Text passage:
■ ■ ■ ■

This blog is written for my own pleasure, a reminder to my older self of my years in China and East Africa, of the friends I have made and the strange things which have happened to me. Having spent 10 years in the Middle Kingdom, I cannot pretend that I have complete understanding of the Chinese culture. Just as I think I understand them, something happens and I am reminded how little I know this place. Now I am in East Africa and the people are at least easy to understand and speak better English. Life is easier although slower which makes it more frustrating.
I was encouraged to start a blog by a Frenchman in Nanjing who said that people wouldn’t believe all the strange things that happened to me and that I should write them down. So I started this blog and have been keeping it ever since. Shanghai isn’t as funny as Nanjing but every day there is something to make me smile. Sometimes it’s dogs in ridiculous clothes, crazy teen fashion, boys carrying their girlfriend’s handbags or dancing aunties on every wide pavement after dark.
I have travelled to almost all the provinces in China and without exception, people have been welcoming, kind and generous towards me. In the countryside and smaller cities people come up to me and start speaking English and invite me to sit and eat with them. A smattering of Chinese opens up many doors which would otherwise be closed to a foreigner. It’s really not very difficult to learn the basics but many foreigners come here for many years without learning anything at all. They are missing out.
Favourite places in China will remain Guilin, Xin Jiang Province, Yunnan Province and the highlands of Tibetan Gansu.

■ ■ ■ ■

Problems to work on:
1 – Echo part of the blog introduction word for word: begin at the words "I have travelled" and stop after "are missing out.".
2 – In the blog introduction, who encouraged the writer to start the blog?
3 – Could you go on with the blog introduction about years in China and East Africa, picking up after its final sentence?

■ ■ ■ ■

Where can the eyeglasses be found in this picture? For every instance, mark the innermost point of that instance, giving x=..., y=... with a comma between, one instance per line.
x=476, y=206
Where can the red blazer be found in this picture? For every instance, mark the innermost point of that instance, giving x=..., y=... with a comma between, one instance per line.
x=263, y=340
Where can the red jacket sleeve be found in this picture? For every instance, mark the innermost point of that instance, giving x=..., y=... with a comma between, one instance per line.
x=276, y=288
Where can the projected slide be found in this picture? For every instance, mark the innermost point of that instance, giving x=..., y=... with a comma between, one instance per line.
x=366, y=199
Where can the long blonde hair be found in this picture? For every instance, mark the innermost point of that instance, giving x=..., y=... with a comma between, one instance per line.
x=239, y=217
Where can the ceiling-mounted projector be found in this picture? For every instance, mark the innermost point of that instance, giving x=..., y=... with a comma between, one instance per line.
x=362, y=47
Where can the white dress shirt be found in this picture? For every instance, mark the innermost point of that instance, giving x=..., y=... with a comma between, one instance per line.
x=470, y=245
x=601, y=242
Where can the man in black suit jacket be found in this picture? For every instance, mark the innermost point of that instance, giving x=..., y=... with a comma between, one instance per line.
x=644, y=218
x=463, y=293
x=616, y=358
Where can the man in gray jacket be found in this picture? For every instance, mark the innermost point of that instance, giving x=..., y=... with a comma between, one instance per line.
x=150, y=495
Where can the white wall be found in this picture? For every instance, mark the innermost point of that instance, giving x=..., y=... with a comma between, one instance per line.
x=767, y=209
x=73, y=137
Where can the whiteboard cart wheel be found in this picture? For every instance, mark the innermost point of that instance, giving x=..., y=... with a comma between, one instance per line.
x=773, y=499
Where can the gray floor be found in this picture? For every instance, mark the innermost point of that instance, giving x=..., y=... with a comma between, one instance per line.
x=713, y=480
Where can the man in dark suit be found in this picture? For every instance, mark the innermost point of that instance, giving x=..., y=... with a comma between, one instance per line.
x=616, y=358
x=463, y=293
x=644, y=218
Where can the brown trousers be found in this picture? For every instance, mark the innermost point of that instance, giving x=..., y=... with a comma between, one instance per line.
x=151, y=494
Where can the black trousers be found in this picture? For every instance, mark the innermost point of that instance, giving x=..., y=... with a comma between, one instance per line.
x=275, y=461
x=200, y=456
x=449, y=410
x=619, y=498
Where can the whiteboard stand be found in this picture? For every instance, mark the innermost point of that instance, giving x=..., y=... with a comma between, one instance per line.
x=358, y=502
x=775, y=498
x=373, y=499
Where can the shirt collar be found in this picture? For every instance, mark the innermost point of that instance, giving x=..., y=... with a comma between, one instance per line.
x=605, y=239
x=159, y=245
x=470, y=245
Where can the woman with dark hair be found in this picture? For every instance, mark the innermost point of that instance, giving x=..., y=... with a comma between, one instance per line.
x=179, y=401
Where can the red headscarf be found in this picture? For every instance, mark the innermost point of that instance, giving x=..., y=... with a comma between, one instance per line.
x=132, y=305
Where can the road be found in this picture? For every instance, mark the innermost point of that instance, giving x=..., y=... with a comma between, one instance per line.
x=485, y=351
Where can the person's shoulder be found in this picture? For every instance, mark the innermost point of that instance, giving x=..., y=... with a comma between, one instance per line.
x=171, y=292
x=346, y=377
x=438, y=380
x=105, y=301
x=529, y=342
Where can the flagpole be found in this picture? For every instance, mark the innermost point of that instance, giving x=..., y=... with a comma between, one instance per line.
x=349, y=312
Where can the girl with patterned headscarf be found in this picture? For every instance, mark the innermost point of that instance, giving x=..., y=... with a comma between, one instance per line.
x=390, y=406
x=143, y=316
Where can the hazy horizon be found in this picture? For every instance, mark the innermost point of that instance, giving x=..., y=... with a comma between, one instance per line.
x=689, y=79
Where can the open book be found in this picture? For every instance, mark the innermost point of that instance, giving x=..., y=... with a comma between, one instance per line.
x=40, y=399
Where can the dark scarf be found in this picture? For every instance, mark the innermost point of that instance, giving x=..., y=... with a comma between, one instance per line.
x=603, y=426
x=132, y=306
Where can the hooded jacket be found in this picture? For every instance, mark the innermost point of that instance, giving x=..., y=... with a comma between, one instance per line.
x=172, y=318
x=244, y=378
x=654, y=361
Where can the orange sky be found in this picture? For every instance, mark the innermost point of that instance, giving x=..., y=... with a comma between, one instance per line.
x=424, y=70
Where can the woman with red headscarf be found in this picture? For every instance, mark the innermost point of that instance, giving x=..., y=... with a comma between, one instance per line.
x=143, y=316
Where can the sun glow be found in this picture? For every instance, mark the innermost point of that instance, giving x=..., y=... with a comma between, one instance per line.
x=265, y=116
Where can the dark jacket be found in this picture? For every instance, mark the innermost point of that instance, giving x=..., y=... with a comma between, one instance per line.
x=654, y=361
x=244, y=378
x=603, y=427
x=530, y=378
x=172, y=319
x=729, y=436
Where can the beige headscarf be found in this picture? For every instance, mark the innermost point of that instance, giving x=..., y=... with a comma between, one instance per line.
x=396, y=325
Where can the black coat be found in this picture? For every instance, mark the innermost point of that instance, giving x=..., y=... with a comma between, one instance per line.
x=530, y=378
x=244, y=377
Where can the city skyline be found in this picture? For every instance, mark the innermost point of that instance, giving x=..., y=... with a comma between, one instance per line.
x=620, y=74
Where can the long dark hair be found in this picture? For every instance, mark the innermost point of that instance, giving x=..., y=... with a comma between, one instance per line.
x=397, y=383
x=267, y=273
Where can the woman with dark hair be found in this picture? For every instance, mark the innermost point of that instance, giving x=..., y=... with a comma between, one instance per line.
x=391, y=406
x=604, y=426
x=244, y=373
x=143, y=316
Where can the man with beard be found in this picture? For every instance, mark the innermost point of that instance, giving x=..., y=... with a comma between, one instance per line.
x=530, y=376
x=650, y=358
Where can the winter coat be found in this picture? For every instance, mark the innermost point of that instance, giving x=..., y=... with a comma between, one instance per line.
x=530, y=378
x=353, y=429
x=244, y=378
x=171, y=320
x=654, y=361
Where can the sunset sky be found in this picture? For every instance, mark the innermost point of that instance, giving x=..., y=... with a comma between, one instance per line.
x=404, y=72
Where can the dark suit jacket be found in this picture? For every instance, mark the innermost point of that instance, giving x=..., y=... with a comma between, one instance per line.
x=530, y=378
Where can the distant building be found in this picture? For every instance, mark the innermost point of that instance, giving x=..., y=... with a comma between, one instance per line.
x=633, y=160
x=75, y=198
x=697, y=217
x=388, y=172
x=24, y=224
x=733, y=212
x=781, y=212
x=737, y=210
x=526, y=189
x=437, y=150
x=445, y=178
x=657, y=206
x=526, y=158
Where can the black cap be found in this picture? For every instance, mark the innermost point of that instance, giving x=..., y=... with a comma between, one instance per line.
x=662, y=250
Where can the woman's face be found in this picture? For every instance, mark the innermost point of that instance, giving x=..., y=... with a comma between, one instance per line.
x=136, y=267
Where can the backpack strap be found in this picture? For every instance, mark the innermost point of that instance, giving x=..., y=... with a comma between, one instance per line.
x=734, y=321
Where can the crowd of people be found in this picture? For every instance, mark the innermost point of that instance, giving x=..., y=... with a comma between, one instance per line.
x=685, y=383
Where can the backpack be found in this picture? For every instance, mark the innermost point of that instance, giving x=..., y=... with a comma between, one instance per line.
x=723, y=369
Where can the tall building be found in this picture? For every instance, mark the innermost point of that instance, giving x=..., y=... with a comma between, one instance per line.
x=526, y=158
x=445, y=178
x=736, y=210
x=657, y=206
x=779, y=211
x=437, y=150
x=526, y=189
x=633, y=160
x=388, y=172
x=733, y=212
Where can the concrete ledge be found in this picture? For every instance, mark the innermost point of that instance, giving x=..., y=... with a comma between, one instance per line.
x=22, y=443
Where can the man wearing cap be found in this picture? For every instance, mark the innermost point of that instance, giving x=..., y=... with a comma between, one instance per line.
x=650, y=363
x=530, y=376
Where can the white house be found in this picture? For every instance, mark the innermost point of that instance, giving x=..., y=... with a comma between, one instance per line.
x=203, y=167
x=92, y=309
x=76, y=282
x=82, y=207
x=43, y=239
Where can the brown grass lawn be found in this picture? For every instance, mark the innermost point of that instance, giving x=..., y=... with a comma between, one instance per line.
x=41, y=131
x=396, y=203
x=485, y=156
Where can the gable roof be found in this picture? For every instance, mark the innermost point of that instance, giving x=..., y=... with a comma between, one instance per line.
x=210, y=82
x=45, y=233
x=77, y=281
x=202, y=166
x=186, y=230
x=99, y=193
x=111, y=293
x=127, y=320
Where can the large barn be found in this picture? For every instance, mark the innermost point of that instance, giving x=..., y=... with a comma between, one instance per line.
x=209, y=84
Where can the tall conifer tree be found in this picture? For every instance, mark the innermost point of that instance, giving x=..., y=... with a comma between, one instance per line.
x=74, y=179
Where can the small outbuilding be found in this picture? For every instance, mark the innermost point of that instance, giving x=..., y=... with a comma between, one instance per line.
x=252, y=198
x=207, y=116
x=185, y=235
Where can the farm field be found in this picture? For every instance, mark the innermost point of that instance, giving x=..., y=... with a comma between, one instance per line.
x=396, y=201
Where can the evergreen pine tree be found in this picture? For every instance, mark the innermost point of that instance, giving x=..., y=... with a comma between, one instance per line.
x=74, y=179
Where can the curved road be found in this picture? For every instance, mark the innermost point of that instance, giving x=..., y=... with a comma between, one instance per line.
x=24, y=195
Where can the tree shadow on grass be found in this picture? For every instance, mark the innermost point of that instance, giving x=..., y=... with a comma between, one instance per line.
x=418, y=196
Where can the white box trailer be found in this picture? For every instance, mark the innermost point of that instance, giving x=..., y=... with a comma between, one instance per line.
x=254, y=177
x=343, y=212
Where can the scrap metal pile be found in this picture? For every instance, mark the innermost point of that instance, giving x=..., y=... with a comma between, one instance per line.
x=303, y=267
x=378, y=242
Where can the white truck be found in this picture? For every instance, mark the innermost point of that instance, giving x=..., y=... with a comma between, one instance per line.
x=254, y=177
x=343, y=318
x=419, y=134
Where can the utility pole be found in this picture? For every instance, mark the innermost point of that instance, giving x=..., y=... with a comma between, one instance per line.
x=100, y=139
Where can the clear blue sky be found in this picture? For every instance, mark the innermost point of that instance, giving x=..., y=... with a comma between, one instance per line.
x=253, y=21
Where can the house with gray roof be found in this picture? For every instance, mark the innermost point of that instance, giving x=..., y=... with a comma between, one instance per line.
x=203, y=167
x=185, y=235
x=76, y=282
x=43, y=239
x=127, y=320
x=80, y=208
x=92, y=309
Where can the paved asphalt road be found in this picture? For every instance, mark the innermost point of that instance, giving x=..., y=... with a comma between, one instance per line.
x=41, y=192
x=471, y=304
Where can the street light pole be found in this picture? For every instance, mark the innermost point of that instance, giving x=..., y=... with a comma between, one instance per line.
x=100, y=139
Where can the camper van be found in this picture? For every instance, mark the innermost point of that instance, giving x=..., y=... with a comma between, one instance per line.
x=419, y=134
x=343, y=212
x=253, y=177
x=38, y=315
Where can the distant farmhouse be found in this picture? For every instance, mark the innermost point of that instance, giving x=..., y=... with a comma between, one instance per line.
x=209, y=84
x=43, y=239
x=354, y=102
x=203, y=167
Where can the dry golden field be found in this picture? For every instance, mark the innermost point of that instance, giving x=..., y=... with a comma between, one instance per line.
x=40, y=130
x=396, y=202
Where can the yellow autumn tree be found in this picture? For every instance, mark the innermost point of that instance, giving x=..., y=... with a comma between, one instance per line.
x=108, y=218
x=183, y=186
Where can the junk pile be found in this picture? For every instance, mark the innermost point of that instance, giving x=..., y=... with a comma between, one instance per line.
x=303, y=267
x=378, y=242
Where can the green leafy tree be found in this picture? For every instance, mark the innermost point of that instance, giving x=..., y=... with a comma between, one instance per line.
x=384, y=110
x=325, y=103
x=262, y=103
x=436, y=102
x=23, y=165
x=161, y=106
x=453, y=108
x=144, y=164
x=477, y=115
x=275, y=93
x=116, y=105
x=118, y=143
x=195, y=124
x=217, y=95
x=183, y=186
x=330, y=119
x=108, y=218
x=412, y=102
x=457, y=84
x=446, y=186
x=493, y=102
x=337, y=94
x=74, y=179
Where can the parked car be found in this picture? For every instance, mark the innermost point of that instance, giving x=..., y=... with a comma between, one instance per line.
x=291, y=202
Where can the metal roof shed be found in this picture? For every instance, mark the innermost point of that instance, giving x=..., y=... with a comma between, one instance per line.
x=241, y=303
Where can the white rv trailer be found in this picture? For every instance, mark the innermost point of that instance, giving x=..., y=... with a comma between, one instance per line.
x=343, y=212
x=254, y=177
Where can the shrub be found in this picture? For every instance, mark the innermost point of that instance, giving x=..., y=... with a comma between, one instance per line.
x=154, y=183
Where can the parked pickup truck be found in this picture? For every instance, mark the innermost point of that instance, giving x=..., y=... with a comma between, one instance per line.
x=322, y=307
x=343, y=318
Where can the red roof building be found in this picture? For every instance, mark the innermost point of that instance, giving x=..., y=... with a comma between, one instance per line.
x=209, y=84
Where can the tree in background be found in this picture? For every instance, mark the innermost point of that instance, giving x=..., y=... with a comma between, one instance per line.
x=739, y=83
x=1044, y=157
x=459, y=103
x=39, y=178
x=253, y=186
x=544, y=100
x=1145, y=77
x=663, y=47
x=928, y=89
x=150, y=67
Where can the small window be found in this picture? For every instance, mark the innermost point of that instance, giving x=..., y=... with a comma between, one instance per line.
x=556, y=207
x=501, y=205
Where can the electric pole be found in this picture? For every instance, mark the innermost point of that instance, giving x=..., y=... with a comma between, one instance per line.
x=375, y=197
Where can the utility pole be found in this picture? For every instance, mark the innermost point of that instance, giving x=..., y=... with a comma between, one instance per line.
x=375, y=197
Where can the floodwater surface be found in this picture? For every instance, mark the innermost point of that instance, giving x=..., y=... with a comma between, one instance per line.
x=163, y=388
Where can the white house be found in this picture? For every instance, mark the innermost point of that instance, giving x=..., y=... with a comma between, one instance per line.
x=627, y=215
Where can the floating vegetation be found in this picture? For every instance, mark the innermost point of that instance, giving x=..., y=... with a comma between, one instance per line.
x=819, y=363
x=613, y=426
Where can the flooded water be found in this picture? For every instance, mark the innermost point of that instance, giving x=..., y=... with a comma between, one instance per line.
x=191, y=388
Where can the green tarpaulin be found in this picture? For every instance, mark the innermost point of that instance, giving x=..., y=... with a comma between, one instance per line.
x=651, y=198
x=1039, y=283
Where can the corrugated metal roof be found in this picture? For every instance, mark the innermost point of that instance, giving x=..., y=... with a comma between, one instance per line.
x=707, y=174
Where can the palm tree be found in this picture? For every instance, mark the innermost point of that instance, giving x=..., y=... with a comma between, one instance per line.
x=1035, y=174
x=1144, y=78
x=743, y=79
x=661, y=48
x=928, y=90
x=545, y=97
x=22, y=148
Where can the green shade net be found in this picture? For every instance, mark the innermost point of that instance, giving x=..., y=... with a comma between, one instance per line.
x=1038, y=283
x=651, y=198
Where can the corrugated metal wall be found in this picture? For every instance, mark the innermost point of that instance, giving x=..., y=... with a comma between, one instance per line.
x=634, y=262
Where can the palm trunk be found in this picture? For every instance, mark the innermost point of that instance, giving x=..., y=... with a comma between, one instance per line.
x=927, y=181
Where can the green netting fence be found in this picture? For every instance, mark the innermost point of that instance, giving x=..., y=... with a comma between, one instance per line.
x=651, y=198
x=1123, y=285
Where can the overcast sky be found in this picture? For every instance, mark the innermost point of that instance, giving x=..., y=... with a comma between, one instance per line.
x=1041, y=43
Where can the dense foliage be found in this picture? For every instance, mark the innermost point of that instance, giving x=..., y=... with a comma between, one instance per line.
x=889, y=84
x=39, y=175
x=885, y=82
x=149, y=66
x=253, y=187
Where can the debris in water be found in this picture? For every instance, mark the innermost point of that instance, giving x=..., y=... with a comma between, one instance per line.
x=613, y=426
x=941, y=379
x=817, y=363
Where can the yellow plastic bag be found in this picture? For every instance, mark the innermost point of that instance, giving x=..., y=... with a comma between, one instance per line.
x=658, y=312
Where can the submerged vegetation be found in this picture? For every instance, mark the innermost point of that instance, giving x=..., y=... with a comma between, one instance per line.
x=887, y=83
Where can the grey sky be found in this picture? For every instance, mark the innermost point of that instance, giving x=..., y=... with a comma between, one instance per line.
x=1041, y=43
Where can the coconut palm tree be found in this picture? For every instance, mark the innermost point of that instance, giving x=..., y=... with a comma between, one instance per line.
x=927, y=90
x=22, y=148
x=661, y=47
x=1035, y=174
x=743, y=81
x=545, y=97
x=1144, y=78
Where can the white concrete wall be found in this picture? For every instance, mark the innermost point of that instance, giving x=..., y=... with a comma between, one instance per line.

■ ■ ■ ■

Solved problems:
1 –
I have travelled to almost all the provinces in China and without exception, people have been welcoming, kind and generous towards me. In the countryside and smaller cities people come up to me and start speaking English and invite me to sit and eat with them. A smattering of Chinese opens up many doors which would otherwise be closed to a foreigner. It’s really not very difficult to learn the basics but many foreigners come here for many years without learning anything at all. They are missing out.

2 – A Frenchman in Nanjing.

3 –
East Africa is the cradle of humanity and a place I first discovered in 1983 as a young woman walking through the bush with camels, running out food and water, being attacked by lions and then losing all our money. Strangely, that experience left me wanting more and that’s the reason I went back in the most amazing place in the world. However, if you think work visas are hard to get in China, you should try Tanzania – they are almost impossible and if they are granted, take months and months to arrive (mine was 10 month and 1 week). But on the positive side, I got in an inexpensive house on the beach in a COVID-denying country and then a president who died of COVID!
A few years later on and I’m back in the UK with only occasional trips abroad now including a very long-awaited three week Indian trip unusually this time with some friends. If I don’t post on my blog for a long time, it means I am at home not travelling. There is nothing much exciting about being at home, even though I’m in the mountains.